# IS there a such thing as stitched raised letters?



## TwentyFourSeven (Mar 9, 2007)

I'm very new to this game but I know what I want. I want to have my Logo and Brand Name "emboridered" "stitched" on the shirt in a that the logo and name is raised up off the shirt like an 1/8 to a 1/4 of an inch. I believe I was once told that you can get your logo done in the form of a patch that you can later stitch on the shirts yourself. 

Can someone please provide me with some clarification?


----------



## Oritron (Feb 26, 2007)

You could do it two ways... get the shirt itself embroidered, or get a patch embroidered and sew that on. I think that the shirt embroidered looks a bit better than a separate patch, but sometimes it "works" to have a patch.

Both ways can have the letters raised.


----------



## TwentyFourSeven (Mar 9, 2007)

Oritron said:


> You could do it two ways... get the shirt itself embroidered, or get a patch embroidered and sew that on. I think that the shirt embroidered looks a bit better than a separate patch, but sometimes it "works" to have a patch.

▶ Task item A:
Can you repeat, word for word, the part of the forum discussion on raised embroidered letters that opens with the words containing "I'm very new" and closes with "with some clarification?"?
▶ Task item B:
Could you carry on the forum discussion on raised embroidered letters, picking up right after its last line?
The data that comes next is separate material, unrelated to the forum discussion on raised embroidered letters.

▶ Records shown:
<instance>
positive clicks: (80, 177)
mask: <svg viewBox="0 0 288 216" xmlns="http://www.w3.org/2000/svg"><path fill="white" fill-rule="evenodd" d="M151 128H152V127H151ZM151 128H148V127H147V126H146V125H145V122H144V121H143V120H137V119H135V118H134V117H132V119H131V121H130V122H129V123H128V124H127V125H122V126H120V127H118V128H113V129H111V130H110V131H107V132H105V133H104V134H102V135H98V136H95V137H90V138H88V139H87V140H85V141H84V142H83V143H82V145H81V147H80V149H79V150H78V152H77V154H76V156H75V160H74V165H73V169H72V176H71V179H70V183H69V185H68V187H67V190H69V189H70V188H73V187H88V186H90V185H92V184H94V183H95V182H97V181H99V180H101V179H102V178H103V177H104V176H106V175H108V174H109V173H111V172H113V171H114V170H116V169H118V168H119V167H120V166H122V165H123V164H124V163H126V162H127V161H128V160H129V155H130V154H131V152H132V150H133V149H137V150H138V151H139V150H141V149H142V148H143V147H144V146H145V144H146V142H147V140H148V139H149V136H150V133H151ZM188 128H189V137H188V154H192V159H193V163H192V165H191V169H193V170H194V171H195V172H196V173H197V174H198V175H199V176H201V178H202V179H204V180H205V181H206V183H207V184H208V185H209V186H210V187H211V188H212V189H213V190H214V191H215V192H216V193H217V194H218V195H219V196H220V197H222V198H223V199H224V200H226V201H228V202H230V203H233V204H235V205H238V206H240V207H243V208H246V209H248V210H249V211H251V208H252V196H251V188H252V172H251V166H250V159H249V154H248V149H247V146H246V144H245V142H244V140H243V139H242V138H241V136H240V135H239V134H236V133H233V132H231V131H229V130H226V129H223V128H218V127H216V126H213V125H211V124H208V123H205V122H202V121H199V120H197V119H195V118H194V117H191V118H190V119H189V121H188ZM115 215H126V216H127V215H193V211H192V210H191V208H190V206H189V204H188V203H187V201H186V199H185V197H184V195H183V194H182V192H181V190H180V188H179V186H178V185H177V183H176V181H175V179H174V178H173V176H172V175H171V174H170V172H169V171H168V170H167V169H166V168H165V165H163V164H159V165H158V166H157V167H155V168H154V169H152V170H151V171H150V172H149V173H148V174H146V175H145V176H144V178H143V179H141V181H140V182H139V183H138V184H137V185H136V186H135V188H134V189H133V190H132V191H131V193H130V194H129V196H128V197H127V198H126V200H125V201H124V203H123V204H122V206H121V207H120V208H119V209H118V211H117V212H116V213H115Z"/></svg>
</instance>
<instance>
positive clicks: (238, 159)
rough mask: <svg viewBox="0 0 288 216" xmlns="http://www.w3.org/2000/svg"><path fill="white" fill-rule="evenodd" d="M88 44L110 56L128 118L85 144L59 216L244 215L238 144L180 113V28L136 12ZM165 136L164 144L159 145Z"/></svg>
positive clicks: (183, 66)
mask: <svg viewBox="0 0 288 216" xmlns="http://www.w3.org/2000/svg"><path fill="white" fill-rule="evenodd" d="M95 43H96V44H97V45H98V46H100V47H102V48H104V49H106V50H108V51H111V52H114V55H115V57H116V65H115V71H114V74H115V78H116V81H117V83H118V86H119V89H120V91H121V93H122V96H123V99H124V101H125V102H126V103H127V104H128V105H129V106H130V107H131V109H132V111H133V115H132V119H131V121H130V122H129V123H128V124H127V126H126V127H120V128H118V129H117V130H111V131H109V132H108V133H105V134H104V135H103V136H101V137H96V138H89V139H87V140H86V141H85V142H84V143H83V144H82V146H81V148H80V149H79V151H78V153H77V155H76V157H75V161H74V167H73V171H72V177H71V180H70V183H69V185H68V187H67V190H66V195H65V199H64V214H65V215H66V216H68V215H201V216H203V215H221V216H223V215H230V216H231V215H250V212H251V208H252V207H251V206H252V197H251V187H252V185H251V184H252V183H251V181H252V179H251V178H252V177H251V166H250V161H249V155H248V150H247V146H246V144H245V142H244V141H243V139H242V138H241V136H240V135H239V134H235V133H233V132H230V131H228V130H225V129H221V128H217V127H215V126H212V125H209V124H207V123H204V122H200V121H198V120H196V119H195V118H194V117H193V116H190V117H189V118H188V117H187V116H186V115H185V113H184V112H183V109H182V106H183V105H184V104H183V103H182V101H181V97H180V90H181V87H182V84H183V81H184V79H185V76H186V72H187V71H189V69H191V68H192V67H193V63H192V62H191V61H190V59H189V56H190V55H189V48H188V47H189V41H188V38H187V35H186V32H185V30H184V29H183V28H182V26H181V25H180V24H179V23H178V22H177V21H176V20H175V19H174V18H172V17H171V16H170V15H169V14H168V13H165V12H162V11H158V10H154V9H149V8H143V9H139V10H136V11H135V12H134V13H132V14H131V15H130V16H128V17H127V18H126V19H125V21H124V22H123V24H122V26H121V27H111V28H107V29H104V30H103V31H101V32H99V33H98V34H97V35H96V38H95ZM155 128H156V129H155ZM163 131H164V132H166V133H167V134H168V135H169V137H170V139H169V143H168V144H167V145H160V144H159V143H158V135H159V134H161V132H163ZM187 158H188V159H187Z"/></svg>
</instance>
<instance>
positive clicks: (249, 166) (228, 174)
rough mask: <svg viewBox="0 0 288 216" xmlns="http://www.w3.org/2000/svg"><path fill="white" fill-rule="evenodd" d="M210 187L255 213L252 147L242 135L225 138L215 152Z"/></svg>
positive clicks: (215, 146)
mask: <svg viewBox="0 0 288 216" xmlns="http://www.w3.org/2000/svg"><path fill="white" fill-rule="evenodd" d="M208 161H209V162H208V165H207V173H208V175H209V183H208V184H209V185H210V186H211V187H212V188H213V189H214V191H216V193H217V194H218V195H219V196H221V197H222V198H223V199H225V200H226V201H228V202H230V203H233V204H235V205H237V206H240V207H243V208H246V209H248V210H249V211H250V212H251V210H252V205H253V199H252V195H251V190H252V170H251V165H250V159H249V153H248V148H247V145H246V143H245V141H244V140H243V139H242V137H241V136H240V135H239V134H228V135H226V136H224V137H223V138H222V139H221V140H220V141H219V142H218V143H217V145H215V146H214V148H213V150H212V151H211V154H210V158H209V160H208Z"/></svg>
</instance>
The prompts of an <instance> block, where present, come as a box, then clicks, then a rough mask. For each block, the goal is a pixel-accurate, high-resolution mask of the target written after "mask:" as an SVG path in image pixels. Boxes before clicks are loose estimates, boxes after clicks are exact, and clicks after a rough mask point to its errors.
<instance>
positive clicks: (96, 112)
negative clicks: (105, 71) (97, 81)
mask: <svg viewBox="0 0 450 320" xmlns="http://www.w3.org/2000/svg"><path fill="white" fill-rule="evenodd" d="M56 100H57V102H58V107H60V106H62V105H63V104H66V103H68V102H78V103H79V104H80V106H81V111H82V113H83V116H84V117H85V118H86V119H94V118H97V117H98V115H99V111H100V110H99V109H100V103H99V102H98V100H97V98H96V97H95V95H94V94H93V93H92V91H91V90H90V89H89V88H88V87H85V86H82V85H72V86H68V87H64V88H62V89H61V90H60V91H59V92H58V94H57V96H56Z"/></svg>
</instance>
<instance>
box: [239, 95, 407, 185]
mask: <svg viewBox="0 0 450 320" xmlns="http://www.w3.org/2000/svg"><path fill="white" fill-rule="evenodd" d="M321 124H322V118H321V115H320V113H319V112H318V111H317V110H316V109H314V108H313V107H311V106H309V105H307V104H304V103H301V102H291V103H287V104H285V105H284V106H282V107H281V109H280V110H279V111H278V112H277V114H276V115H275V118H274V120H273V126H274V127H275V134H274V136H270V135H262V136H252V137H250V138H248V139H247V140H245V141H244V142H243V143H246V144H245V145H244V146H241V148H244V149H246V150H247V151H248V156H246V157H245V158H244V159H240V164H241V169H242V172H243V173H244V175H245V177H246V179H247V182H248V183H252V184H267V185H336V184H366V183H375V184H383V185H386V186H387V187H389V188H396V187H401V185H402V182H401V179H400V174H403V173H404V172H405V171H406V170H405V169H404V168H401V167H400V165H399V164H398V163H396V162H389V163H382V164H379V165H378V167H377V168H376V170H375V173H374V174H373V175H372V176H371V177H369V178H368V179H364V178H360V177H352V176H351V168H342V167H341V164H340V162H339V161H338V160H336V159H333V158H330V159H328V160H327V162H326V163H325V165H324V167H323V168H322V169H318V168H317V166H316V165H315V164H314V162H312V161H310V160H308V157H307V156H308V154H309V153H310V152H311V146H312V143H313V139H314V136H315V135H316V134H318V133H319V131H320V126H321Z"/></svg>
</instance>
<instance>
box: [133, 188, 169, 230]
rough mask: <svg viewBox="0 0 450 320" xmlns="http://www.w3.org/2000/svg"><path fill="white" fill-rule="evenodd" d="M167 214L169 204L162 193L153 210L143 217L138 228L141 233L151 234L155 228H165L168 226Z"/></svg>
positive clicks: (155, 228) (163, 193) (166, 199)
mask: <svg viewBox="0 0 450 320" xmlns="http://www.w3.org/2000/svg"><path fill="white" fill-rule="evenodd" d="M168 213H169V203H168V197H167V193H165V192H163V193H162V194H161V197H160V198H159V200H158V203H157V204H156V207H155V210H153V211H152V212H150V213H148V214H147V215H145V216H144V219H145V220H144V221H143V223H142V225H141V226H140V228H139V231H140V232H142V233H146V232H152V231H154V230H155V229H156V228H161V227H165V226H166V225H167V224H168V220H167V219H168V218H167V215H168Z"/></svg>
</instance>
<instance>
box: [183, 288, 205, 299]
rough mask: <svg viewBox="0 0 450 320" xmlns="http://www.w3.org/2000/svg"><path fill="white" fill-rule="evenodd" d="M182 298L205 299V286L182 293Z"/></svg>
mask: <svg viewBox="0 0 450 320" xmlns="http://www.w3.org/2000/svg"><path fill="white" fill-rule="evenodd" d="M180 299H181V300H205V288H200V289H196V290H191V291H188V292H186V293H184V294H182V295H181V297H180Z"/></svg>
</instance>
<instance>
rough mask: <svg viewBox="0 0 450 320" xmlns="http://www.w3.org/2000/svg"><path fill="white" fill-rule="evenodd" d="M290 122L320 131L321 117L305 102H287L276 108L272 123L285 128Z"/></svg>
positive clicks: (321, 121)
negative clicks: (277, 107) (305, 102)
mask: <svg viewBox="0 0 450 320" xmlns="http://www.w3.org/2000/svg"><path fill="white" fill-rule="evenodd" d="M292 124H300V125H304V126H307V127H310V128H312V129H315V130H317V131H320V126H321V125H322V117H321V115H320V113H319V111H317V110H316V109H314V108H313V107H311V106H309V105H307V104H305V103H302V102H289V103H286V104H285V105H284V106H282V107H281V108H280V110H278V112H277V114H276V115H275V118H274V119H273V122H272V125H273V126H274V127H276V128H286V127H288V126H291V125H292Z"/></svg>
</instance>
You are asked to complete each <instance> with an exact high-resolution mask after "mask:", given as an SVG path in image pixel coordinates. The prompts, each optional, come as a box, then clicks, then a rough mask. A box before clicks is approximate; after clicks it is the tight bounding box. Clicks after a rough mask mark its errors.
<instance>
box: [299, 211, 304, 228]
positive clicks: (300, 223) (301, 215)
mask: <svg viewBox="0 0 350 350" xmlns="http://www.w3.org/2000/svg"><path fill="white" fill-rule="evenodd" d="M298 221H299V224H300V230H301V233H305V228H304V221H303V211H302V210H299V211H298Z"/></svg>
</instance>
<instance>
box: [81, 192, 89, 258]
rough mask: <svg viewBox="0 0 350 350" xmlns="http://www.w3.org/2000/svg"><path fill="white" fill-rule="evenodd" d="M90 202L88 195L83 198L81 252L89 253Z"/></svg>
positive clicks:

▶ Exercise response A:
I'm very new to this game but I know what I want. I want to have my Logo and Brand Name "emboridered" "stitched" on the shirt in a that the logo and name is raised up off the shirt like an 1/8 to a 1/4 of an inch. I believe I was once told that you can get your logo done in the form of a patch that you can later stitch on the shirts yourself. 

Can someone please provide me with some clarification?

▶ Exercise response B:
> 
> Both ways can have the letters raised.


I believe the embroidery will look better too... But which is more cost effective?


----------



## John S (Sep 9, 2006)

TwentyFourSeven said:


> I believe the embroidery will look better too... But which is more cost effective?


Embroidery direct into the garment is usually more cost effective. 
You must add the price of the patch and the cost to sew the patch into the garment.

The raised lettering you are looking for is done with a special foam that is laid on the garment and the needle cuts the foam and wraps it inside the embroidery. 

Google for 'puffy foam' or 'puff foam' to learn more about it.


----------



## TwentyFourSeven (Mar 9, 2007)

John S said:


> Embroidery direct into the garment is usually more cost effective.
> You must add the price of the patch and the cost to sew the patch into the garment.
> 
> The raised lettering you are looking for is done with a special foam that is laid on the garment and the needle cuts the foam and wraps it inside the embroidery.
> ...


Yes sir, that is exactly what I was talking about!!! I am really falling in love with this site...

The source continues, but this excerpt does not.